#### Passage shown ####

Many of the northern tribes had increased contact with the White population between 1804-1806 when Lewis and Clark and other US Army teams explored this area. By that time most tribes had knowledge of alcoholic beverages (Weibel-Orlando, 1986). There is no evidence that alcohol was produced in this region prior to White contact or that any of their ceremonies contained any ritual drinking of non-alcoholic beverages as in the South-eastern Tribes (Abbot 1996, 7-8). In the northwest, the Kwakiutl of Vancouver Island produced a mildly alcoholic drink using elderberry juice, black chitons, and tobacco[1].
Despite the fact that they had little to no agriculture, both the Aleuts and Yuit of Kodiak Island in Alaska were observed making alcoholic drinks from fermented raspberries. The Aleut had first White contact with Russian sailors who brought with them and later manufactured "kvass". This was an alcoholic beverage that was made from grain, apples, or roots and thought to prevent scurvy: "The Aleuts, however, did not need smuggled liquor, for since over a century [before the purchase of Alaska by the US government in 1867] they has adapted to their own use the art of making kvass, which they prepared by fermenting sugar, flour, hops, dried apples, and perhaps berries together with water in a large barrel. Before the mixture worked clear they drew off a thick, sour liquid that was an effective source of alcohol". "For most Koniag users, however, kvass remained the staple drink. It was prepared in much the same way as in the Aleutians, with seemingly more emphasis on the use of potatoes and berries" (Fortuine 1989, 291). Initially, alcohol was only a problem for the Russian sailors but became a serious problem later for the Aleut. Natives of this region, too, learned to prepare kvass and had access to bootlegged whiskey (Abbot 1996, 9). The other account was by Davydov in 1807 who claimed that the Koniag, a tribal group of southeastern Alaska named the Kolosh by the Russians, who were Southern Eskimo (Yuit), made an alcoholic beverage : "However, the Koniagas did get drunk before the Russians came, on the fermented juice of raspberries and bilberries"[2]. Davydov confirms that : "The Russians on the other hand use the whortleberry and fern roots to make kvass." (Davydov 175).

####

_Given request_:
Please print, word for word, the stretch from "Many of the" through "chitons, and tobacco[1]." in the passage on alcohol among the northern tribes.

#### Given information ####

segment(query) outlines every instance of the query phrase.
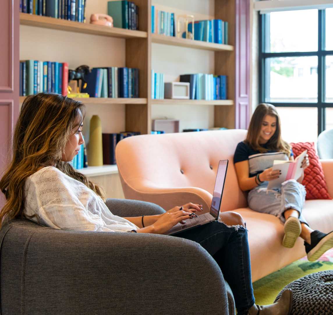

####

_Result of this task_:
Many of the northern tribes had increased contact with the White population between 1804-1806 when Lewis and Clark and other US Army teams explored this area. By that time most tribes had knowledge of alcoholic beverages (Weibel-Orlando, 1986). There is no evidence that alcohol was produced in this region prior to White contact or that any of their ceremonies contained any ritual drinking of non-alcoholic beverages as in the South-eastern Tribes (Abbot 1996, 7-8). In the northwest, the Kwakiutl of Vancouver Island produced a mildly alcoholic drink using elderberry juice, black chitons, and tobacco[1].